== Instruções do exercício ==
1. Indique se cada afirmação concorda com o texto sobre o meteoro, respondendo sim ou não e citando as palavras do texto que o decidem: (a) O fenómeno terminou a uma altitude de 55 quilómetros sobre o Atlântico. (b) O meteoro deslocou-se para Sudeste. (c) O meteorito caiu no mar a norte de Braga.
2. Enumere todas as siglas escritas em maiúsculas que aparecem no texto sobre o meteoro.
3. Atualize o texto sobre o meteoro: reescreva o trecho desde "Segundo os detetores" até "quilómetros sobre Atlântico.", inclusive, trocando "Noroeste" por "Norte".

== Excerto do texto ==
-*-
O que sabemos do meteoro que cruzou o céu de Portugal na última noite

O que sabemos do meteoro que cruzou o céu de Portugal na última noite

Entre verde e azulado, clarão de luz que iluminou na noite de sábado céu foi observado por muita gente em Portugal e Espanha. Meteorito caiu a norte de Braga no mar.

Teresa Firmino e Sofia Neves / Jornal Público

Segundo os detetores do SMART – um projeto que monitoriza continuamente o céu para
registar e estudar o impacto na atmosfera terrestre de rochas do nosso sistema solar, que
opera no âmbito da Rede Meteorológica e de Observação da Terra do Sudoeste da Europa
(SWEMN) –, o fenómeno começou a uma altitude de cerca de 122 quilómetros sobre a2/6
localidade de Don Benito, na província de Badajoz. Depois, o meteoro deslocou-se para
Noroeste, atravessou Portugal e terminou, tal como também refere a ESA, a uma altitude de
55 quilómetros sobre Atlântico.
-*-
== Material fornecido ==
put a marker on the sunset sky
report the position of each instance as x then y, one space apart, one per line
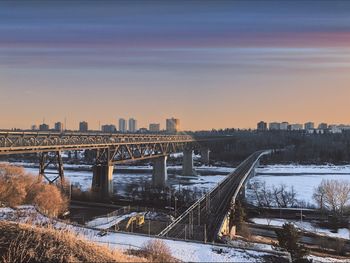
211 64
-*-
== Respostas do exercício ==
1.
(a) Sim: "terminou, tal como também refere a ESA, a uma altitude de 55 quilómetros sobre Atlântico".
(b) Não: "o meteoro deslocou-se para Noroeste".
(c) Sim: "Meteorito caiu a norte de Braga no mar."

2. SMART, SWEMN, ESA

3.
Segundo os detetores do SMART – um projeto que monitoriza continuamente o céu para
registar e estudar o impacto na atmosfera terrestre de rochas do nosso sistema solar, que
opera no âmbito da Rede Meteorológica e de Observação da Terra do Sudoeste da Europa
(SWEMN) –, o fenómeno começou a uma altitude de cerca de 122 quilómetros sobre a2/6
localidade de Don Benito, na província de Badajoz. Depois, o meteoro deslocou-se para
Norte, atravessou Portugal e terminou, tal como também refere a ESA, a uma altitude de
55 quilómetros sobre Atlântico.